**Your task:**
Output every one of the following entries verbatim, line for line and in the same order.

++++++++++++++++++++

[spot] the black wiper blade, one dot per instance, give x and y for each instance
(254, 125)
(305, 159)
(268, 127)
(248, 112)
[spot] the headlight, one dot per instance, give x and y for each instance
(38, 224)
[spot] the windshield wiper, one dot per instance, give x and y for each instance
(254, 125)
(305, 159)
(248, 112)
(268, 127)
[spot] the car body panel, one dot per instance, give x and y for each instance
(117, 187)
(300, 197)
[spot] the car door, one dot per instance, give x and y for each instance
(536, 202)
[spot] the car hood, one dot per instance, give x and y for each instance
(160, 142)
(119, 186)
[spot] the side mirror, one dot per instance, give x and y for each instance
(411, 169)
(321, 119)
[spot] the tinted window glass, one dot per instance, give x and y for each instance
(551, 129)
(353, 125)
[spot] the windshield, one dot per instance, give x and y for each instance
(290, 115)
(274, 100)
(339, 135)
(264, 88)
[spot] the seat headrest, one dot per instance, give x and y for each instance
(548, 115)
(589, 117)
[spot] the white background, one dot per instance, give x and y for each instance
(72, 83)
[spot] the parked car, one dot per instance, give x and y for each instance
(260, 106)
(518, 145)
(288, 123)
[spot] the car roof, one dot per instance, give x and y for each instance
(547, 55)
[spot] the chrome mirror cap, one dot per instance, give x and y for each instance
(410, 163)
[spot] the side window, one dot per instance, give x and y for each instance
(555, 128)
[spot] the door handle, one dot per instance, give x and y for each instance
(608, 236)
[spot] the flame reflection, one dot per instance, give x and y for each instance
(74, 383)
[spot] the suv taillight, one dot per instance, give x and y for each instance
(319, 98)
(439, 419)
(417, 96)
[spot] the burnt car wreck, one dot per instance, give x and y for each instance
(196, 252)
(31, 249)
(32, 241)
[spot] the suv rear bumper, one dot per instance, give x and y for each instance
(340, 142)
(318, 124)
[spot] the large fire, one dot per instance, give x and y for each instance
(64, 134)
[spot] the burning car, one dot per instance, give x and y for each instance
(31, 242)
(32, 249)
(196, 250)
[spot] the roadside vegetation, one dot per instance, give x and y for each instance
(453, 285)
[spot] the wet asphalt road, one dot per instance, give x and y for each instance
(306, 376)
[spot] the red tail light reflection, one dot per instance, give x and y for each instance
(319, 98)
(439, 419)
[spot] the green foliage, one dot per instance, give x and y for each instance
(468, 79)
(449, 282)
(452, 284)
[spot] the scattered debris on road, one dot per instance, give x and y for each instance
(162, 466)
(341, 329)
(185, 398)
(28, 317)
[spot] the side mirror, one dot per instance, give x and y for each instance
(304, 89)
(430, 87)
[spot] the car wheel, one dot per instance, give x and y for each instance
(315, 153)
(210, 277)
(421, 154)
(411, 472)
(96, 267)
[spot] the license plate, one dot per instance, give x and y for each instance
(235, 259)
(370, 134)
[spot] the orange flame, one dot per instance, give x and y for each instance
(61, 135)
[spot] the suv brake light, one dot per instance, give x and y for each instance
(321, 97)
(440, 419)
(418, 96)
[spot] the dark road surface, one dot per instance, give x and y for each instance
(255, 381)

++++++++++++++++++++

**The output:**
[spot] the black wiper blade, one dot per instance, give x and y for each instance
(254, 125)
(305, 159)
(268, 127)
(248, 112)
[spot] the headlight, one dot per instance, give x and y for each instance
(38, 224)
[spot] the windshield wiper, one dot per instance, give x and y for each instance
(254, 125)
(305, 159)
(248, 112)
(268, 127)
[spot] the car body panel, one dot per instance, give x and y for each instance
(117, 187)
(300, 197)
[spot] the car door, one dot per instance, give x and y for each instance
(536, 202)
[spot] the car hood, one dot per instance, give x and y for each instance
(160, 142)
(119, 186)
[spot] the side mirror, one dot per instance, give x and y for each instance
(411, 169)
(321, 119)
[spot] the tinted window glass, one dot per instance, give x and y for each instance
(551, 129)
(353, 125)
[spot] the windshield, one dot per instance, give x and y for each instance
(290, 115)
(274, 100)
(339, 135)
(264, 88)
[spot] the seat headrest, one dot per instance, give x and y for each instance
(548, 115)
(589, 117)
[spot] the white background, one dot per instance, give x and y for each instance
(72, 83)
[spot] the parked car, one dot per instance, give x and y for each instance
(260, 106)
(518, 145)
(288, 123)
[spot] the car roof, one dot per instance, give x and y for each instance
(547, 55)
[spot] the chrome mirror cap, one dot per instance, give x and y for each instance
(410, 163)
[spot] the side window, one dot per instance, give x and y for each instance
(555, 128)
[spot] the door handle, one dot per instance, give x and y for each instance
(608, 236)
[spot] the flame reflection, one dot per instance, give x and y for each instance
(74, 383)
[spot] the suv taillight, one dot per instance, give x and y for each instance
(319, 98)
(439, 419)
(417, 96)
[spot] the burnt car wreck, one dot per instance, give x and y for each instance
(196, 252)
(31, 249)
(32, 241)
[spot] the suv rear bumper, one dot per instance, give x and y for each instance
(340, 142)
(318, 124)
[spot] the large fire, one dot per instance, give x and y for each instance
(64, 134)
[spot] the burning car, one dot per instance, give x and y for each instance
(31, 242)
(32, 249)
(196, 250)
[spot] the roadside vegetation, one dot per instance, give x and y for each instance
(453, 285)
[spot] the wet asphalt road, one dot per instance, give x and y for each instance
(306, 376)
[spot] the red tail light reflection, one dot per instance, give x and y for each instance
(319, 98)
(439, 419)
[spot] the green foliage, one dot per instance, give x and y for each instance
(468, 79)
(449, 282)
(452, 284)
[spot] the scattered debris on road, one dot per instance, give x and y for each instance
(162, 466)
(341, 329)
(185, 398)
(28, 317)
[spot] the side mirror, one dot per instance, give x and y for each instance
(304, 89)
(430, 87)
[spot] the car wheel, one dot per instance, give x and y for each instance
(315, 153)
(210, 277)
(421, 154)
(411, 472)
(96, 267)
[spot] the license plate, one dot per instance, give x and y for each instance
(235, 259)
(370, 134)
[spot] the orange flame, one dot per instance, give x and y for each instance
(61, 135)
[spot] the suv brake light, one dot per instance, give x and y for each instance
(321, 97)
(440, 419)
(418, 96)
[spot] the dark road surface, one dot per instance, give x and y for each instance
(255, 381)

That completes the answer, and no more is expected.